PROBLEMA DA RISOLVERE> Inserisci in una lista JSON di stringhe le righe dei dati comprese tra quella che contiene "An <instance> block" e quella che contiene "box: [0, 206, 24, 224]", entrambe incluse, con una stringa per ogni riga e senza le righe vuote.
══ DATI DEL COMPITO ══
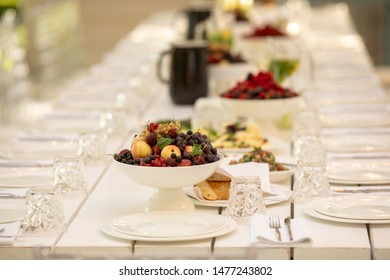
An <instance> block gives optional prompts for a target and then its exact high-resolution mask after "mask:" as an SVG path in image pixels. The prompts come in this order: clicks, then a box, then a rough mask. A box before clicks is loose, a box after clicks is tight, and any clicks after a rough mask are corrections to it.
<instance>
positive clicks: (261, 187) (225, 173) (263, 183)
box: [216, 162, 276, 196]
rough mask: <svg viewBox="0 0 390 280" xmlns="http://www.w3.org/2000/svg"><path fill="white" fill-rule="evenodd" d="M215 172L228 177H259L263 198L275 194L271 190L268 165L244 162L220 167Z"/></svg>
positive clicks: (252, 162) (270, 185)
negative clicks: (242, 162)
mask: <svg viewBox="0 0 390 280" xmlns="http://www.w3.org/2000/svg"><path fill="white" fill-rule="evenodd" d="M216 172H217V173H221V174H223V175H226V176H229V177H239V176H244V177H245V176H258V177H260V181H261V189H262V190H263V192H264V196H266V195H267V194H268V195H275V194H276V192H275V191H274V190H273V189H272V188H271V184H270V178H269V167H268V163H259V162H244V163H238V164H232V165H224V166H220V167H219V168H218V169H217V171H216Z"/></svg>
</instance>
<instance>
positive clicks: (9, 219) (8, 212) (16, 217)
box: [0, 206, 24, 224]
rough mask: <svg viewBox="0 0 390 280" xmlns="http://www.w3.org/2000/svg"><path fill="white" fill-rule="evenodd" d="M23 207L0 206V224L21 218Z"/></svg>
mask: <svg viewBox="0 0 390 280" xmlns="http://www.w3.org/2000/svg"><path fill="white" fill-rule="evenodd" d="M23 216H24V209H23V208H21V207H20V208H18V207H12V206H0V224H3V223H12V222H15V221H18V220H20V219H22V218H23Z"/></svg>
═══
══ DATI DEL COMPITO ══
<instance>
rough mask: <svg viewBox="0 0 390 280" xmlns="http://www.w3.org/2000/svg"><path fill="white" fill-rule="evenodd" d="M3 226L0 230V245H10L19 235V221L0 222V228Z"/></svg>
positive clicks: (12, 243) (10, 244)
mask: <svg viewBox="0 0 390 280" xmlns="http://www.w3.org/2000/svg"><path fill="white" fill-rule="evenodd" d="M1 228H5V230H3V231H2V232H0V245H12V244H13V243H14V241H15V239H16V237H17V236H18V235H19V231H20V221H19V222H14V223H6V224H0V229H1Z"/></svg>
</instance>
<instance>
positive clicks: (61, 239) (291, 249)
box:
═══
══ DATI DEL COMPITO ══
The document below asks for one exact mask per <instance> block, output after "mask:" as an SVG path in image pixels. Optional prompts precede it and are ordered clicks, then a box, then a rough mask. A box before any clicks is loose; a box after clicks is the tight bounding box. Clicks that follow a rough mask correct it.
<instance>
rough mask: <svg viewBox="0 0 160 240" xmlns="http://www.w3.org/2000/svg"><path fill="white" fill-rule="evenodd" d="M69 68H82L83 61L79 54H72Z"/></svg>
═══
SOLUZIONE ESERCIZIO>
[
  "An <instance> block gives optional prompts for a target and then its exact high-resolution mask after \"mask:\" as an SVG path in image pixels. The prompts come in this order: clicks, then a box, then a rough mask. A box before clicks is loose, a box after clicks is tight, and any clicks after a rough mask are corrections to it.",
  "<instance>",
  "positive clicks: (261, 187) (225, 173) (263, 183)",
  "box: [216, 162, 276, 196]",
  "rough mask: <svg viewBox=\"0 0 390 280\" xmlns=\"http://www.w3.org/2000/svg\"><path fill=\"white\" fill-rule=\"evenodd\" d=\"M215 172L228 177H259L263 198L275 194L271 190L268 165L244 162L220 167Z\"/></svg>",
  "positive clicks: (252, 162) (270, 185)",
  "negative clicks: (242, 162)",
  "mask: <svg viewBox=\"0 0 390 280\" xmlns=\"http://www.w3.org/2000/svg\"><path fill=\"white\" fill-rule=\"evenodd\" d=\"M216 172H217V173H221V174H223V175H226V176H229V177H239V176H244V177H245V176H258V177H260V181H261V189H262V190H263V192H264V196H266V195H267V194H268V195H275V194H276V192H275V191H274V190H273V189H272V188H271V184H270V178H269V167H268V163H259V162H244V163H238V164H232V165H224V166H220V167H219V168H218V169H217V171H216Z\"/></svg>",
  "</instance>",
  "<instance>",
  "positive clicks: (9, 219) (8, 212) (16, 217)",
  "box: [0, 206, 24, 224]"
]